**Task material:**
........

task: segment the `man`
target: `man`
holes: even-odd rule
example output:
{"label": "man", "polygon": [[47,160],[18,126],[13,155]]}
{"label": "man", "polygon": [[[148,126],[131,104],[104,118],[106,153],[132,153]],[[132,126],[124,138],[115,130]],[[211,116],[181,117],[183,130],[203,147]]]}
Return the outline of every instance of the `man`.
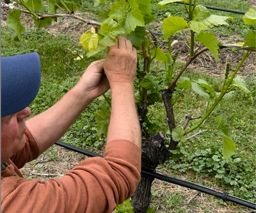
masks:
{"label": "man", "polygon": [[[93,63],[58,102],[24,122],[40,83],[36,53],[1,60],[3,212],[112,212],[140,179],[141,136],[133,81],[136,51],[123,37],[106,59]],[[104,74],[106,73],[106,75]],[[19,171],[56,143],[93,99],[111,90],[104,158],[87,159],[63,177],[41,182]]]}

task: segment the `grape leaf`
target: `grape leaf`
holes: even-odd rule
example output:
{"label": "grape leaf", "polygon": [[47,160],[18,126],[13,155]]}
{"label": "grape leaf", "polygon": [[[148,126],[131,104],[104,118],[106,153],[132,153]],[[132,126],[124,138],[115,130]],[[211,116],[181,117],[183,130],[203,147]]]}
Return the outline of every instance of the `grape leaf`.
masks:
{"label": "grape leaf", "polygon": [[47,26],[49,26],[52,24],[52,18],[44,18],[41,20],[35,20],[35,25],[36,28],[45,28]]}
{"label": "grape leaf", "polygon": [[83,47],[86,51],[91,49],[96,49],[98,45],[98,35],[94,32],[94,28],[89,33],[85,33],[82,35],[80,38],[79,43],[82,43]]}
{"label": "grape leaf", "polygon": [[[172,3],[173,2],[179,1],[180,0],[164,0],[160,1],[158,4],[159,5],[164,5],[169,3]],[[182,1],[189,2],[189,0],[183,0]]]}
{"label": "grape leaf", "polygon": [[208,10],[202,5],[197,5],[194,10],[193,20],[200,21],[210,16]]}
{"label": "grape leaf", "polygon": [[[81,0],[64,0],[65,3],[70,3],[72,4],[77,4],[80,6],[81,4]],[[73,10],[74,11],[74,10]]]}
{"label": "grape leaf", "polygon": [[245,40],[246,41],[243,47],[248,46],[250,47],[256,47],[256,34],[255,31],[252,30],[249,31],[245,36]]}
{"label": "grape leaf", "polygon": [[28,0],[25,1],[26,5],[35,10],[39,10],[44,7],[41,0]]}
{"label": "grape leaf", "polygon": [[109,18],[116,20],[120,24],[124,24],[129,10],[130,7],[127,2],[116,1],[116,3],[112,6],[109,14]]}
{"label": "grape leaf", "polygon": [[116,43],[116,39],[115,38],[111,38],[109,35],[107,35],[100,39],[99,38],[100,36],[100,34],[98,33],[98,38],[100,42],[99,42],[97,48],[96,49],[91,49],[86,54],[87,57],[91,57],[97,53],[106,50],[108,46]]}
{"label": "grape leaf", "polygon": [[231,139],[227,136],[223,136],[223,150],[222,154],[225,159],[228,159],[235,153],[236,143]]}
{"label": "grape leaf", "polygon": [[145,35],[145,27],[137,26],[135,30],[128,35],[127,37],[134,46],[138,47],[142,43]]}
{"label": "grape leaf", "polygon": [[191,82],[188,77],[180,77],[178,80],[177,86],[179,89],[190,90],[191,87]]}
{"label": "grape leaf", "polygon": [[252,97],[251,91],[248,89],[247,89],[245,81],[242,77],[236,77],[231,83],[230,86],[234,86],[244,91],[250,98],[252,104],[253,103],[253,99]]}
{"label": "grape leaf", "polygon": [[195,41],[201,42],[207,47],[214,56],[217,63],[219,61],[219,46],[218,39],[214,35],[208,32],[201,32],[198,33],[195,39]]}
{"label": "grape leaf", "polygon": [[256,10],[254,8],[250,8],[249,11],[244,14],[243,17],[245,24],[256,24]]}
{"label": "grape leaf", "polygon": [[198,5],[195,9],[193,18],[189,22],[189,27],[194,32],[199,33],[202,31],[209,29],[214,25],[228,25],[225,22],[227,19],[233,20],[233,18],[215,15],[210,15],[205,7]]}
{"label": "grape leaf", "polygon": [[154,21],[156,19],[156,14],[150,15],[146,15],[144,17],[145,24],[148,24],[152,21]]}
{"label": "grape leaf", "polygon": [[163,38],[168,38],[170,36],[184,29],[187,22],[179,17],[168,17],[163,22]]}
{"label": "grape leaf", "polygon": [[164,52],[159,47],[156,49],[154,49],[152,51],[152,56],[154,56],[156,55],[155,59],[161,62],[167,62],[168,58],[165,55]]}
{"label": "grape leaf", "polygon": [[198,95],[202,96],[206,100],[210,100],[210,96],[209,95],[209,94],[207,93],[204,89],[198,83],[192,82],[191,90],[197,93]]}
{"label": "grape leaf", "polygon": [[145,26],[143,17],[139,10],[139,4],[136,3],[135,0],[129,0],[129,3],[131,6],[131,10],[127,15],[124,26],[127,34],[134,31],[138,26],[141,27]]}
{"label": "grape leaf", "polygon": [[106,19],[100,26],[100,31],[104,35],[108,35],[109,33],[114,31],[118,27],[118,22],[111,18]]}
{"label": "grape leaf", "polygon": [[183,138],[185,131],[180,127],[173,129],[172,132],[172,138],[175,141],[179,141]]}
{"label": "grape leaf", "polygon": [[21,13],[21,10],[15,9],[9,13],[9,15],[7,19],[8,25],[10,26],[15,32],[13,36],[13,38],[15,40],[21,40],[21,33],[22,33],[25,29],[20,20],[20,16]]}
{"label": "grape leaf", "polygon": [[97,6],[100,4],[103,4],[106,0],[95,0],[94,1],[94,6]]}
{"label": "grape leaf", "polygon": [[146,75],[140,83],[140,86],[144,88],[146,90],[152,92],[158,92],[159,86],[152,75]]}

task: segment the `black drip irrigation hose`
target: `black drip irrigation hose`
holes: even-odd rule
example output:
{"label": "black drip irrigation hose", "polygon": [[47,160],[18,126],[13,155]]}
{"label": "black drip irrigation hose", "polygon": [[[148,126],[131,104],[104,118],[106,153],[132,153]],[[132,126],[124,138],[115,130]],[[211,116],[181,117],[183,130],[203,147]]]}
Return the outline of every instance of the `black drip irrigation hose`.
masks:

........

**Task to complete:**
Transcribe the listing above verbatim. Omit the pictures.

**Output for this exercise:**
task: segment the `man`
target: `man`
holes: even-odd rule
example output:
{"label": "man", "polygon": [[47,160],[18,126],[13,155]]}
{"label": "man", "polygon": [[[148,126],[131,104],[104,118],[106,153],[132,153]],[[132,126],[124,138],[115,130]],[[211,116],[181,117],[183,130],[203,147]]]}
Return the outline of every instance of the `man`.
masks:
{"label": "man", "polygon": [[[93,63],[58,102],[24,122],[40,83],[36,53],[1,60],[3,212],[112,212],[140,179],[141,136],[133,81],[136,51],[123,37],[106,59]],[[104,74],[106,73],[106,75]],[[19,171],[56,143],[93,99],[111,90],[104,158],[87,159],[63,177],[41,182]]]}

task: segment the `grape leaf`
target: `grape leaf`
holes: even-odd rule
example output:
{"label": "grape leaf", "polygon": [[47,160],[18,126],[13,155]]}
{"label": "grape leaf", "polygon": [[[148,126],[131,104],[104,118],[106,153],[132,153]],[[132,126],[124,138],[115,130]],[[211,116],[181,117],[183,130],[203,147]]]}
Return the outline of every instance of the `grape leaf`.
masks:
{"label": "grape leaf", "polygon": [[47,26],[49,26],[52,24],[52,18],[44,18],[41,20],[35,20],[35,25],[36,28],[45,28]]}
{"label": "grape leaf", "polygon": [[83,47],[86,51],[91,49],[96,49],[98,45],[98,35],[94,32],[94,28],[89,33],[85,33],[82,35],[80,38],[79,43],[82,43]]}
{"label": "grape leaf", "polygon": [[[172,3],[173,2],[179,1],[180,0],[164,0],[160,1],[158,4],[159,5],[164,5],[169,3]],[[182,1],[189,2],[189,0],[183,0]]]}
{"label": "grape leaf", "polygon": [[208,10],[202,5],[197,5],[194,10],[193,20],[200,21],[210,16]]}
{"label": "grape leaf", "polygon": [[[81,0],[64,0],[65,3],[70,3],[72,4],[77,4],[80,6],[81,4]],[[73,10],[74,11],[74,10]]]}
{"label": "grape leaf", "polygon": [[245,40],[246,41],[243,47],[248,46],[250,47],[256,47],[256,34],[255,31],[252,30],[249,31],[245,36]]}
{"label": "grape leaf", "polygon": [[28,0],[25,1],[26,5],[35,10],[39,10],[44,7],[41,0]]}
{"label": "grape leaf", "polygon": [[109,18],[116,20],[120,24],[124,24],[129,10],[130,7],[127,2],[116,1],[116,3],[112,6],[109,14]]}
{"label": "grape leaf", "polygon": [[116,43],[116,39],[115,38],[111,38],[109,35],[107,35],[100,39],[99,38],[100,36],[100,34],[98,33],[98,38],[100,42],[99,42],[97,48],[96,49],[91,49],[86,54],[87,57],[91,57],[97,53],[106,50],[108,46]]}
{"label": "grape leaf", "polygon": [[231,139],[227,136],[223,136],[223,150],[222,154],[225,159],[228,159],[235,153],[236,143]]}
{"label": "grape leaf", "polygon": [[145,35],[145,27],[137,26],[135,30],[128,35],[127,37],[134,46],[138,47],[142,43]]}
{"label": "grape leaf", "polygon": [[191,82],[188,77],[180,77],[178,80],[177,86],[179,89],[190,90],[191,87]]}
{"label": "grape leaf", "polygon": [[252,97],[251,91],[248,89],[247,89],[245,81],[242,77],[236,77],[231,83],[230,86],[234,86],[244,91],[250,98],[252,104],[253,103],[253,99]]}
{"label": "grape leaf", "polygon": [[195,41],[201,42],[207,47],[214,56],[217,63],[219,61],[219,46],[218,39],[214,35],[208,32],[201,32],[198,33],[195,39]]}
{"label": "grape leaf", "polygon": [[256,10],[254,8],[250,8],[249,11],[244,14],[243,17],[245,24],[256,24]]}
{"label": "grape leaf", "polygon": [[198,5],[195,9],[193,18],[189,22],[189,27],[194,32],[199,33],[202,31],[209,29],[214,25],[228,25],[225,22],[227,19],[233,20],[233,18],[215,15],[210,15],[205,7]]}
{"label": "grape leaf", "polygon": [[154,21],[156,19],[156,14],[150,15],[146,15],[144,17],[145,24],[148,24],[152,21]]}
{"label": "grape leaf", "polygon": [[163,38],[168,38],[170,36],[184,29],[187,22],[179,17],[168,17],[163,22]]}
{"label": "grape leaf", "polygon": [[164,52],[159,47],[156,49],[154,49],[152,51],[152,56],[154,56],[156,55],[155,59],[161,62],[167,62],[168,58],[165,55]]}
{"label": "grape leaf", "polygon": [[198,95],[202,96],[206,100],[210,100],[210,96],[209,95],[209,94],[207,93],[204,89],[198,83],[192,82],[191,90],[197,93]]}
{"label": "grape leaf", "polygon": [[145,26],[143,17],[139,10],[139,4],[136,3],[135,0],[129,0],[129,3],[131,6],[131,10],[127,15],[124,26],[127,34],[134,31],[138,26],[141,27]]}
{"label": "grape leaf", "polygon": [[106,19],[100,26],[100,31],[104,35],[108,35],[109,33],[114,31],[118,27],[118,22],[111,18]]}
{"label": "grape leaf", "polygon": [[183,138],[185,131],[180,127],[173,129],[172,132],[172,138],[175,141],[179,141]]}
{"label": "grape leaf", "polygon": [[21,13],[21,10],[15,9],[9,13],[9,15],[7,19],[8,25],[10,26],[15,32],[13,36],[13,38],[15,40],[21,40],[21,33],[22,33],[25,29],[20,20],[20,16]]}
{"label": "grape leaf", "polygon": [[97,6],[100,4],[103,4],[106,0],[95,0],[94,1],[94,6]]}
{"label": "grape leaf", "polygon": [[146,75],[140,83],[140,86],[144,88],[146,90],[152,92],[158,92],[159,86],[152,75]]}

task: segment the `black drip irrigation hose`
target: `black drip irrigation hose`
holes: even-odd rule
example output:
{"label": "black drip irrigation hose", "polygon": [[47,160],[18,126],[13,155]]}
{"label": "black drip irrigation hose", "polygon": [[[148,126],[131,104],[104,118],[106,153],[132,153]],[[132,126],[124,138],[115,130]],[[211,116],[181,117],[183,130],[203,147]]]}
Return the outline of every instance of the `black drip irrigation hose`.
masks:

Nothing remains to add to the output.